▶ **Given data**
▼▼▼

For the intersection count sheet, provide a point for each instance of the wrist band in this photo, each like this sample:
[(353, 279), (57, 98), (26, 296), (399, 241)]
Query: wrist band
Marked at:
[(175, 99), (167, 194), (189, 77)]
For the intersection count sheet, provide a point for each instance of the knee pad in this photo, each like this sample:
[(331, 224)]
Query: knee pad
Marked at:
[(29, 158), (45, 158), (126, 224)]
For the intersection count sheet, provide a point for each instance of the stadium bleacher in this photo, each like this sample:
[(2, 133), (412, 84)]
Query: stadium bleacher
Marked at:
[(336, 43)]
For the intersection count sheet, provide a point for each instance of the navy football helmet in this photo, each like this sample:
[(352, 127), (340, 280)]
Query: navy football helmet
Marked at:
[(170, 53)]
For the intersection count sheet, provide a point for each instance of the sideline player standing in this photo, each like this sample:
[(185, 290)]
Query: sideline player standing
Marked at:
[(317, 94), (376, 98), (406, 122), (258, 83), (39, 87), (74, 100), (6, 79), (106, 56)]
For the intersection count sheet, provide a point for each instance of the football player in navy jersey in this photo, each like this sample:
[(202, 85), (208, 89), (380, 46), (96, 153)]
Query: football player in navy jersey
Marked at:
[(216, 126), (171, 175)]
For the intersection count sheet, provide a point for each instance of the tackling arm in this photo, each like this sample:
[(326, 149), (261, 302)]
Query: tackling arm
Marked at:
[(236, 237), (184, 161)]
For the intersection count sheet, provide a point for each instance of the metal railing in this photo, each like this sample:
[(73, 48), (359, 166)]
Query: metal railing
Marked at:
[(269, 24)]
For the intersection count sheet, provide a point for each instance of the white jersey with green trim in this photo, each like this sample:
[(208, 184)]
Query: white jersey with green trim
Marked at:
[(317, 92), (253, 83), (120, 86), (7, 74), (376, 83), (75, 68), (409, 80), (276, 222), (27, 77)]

▲▲▲

▶ **What is needed**
Select and copy each line from the data that includes the word "player".

▶ **Answer area**
For the intersection count sheet, provide a point for each instance of the sideline player standing in this photo, each like this sample:
Query: sideline player standing
For the intersection count sheet, provide a point for each instance of the football player in navy jersey in this photo, each like this sample:
Query: football player in navy jersey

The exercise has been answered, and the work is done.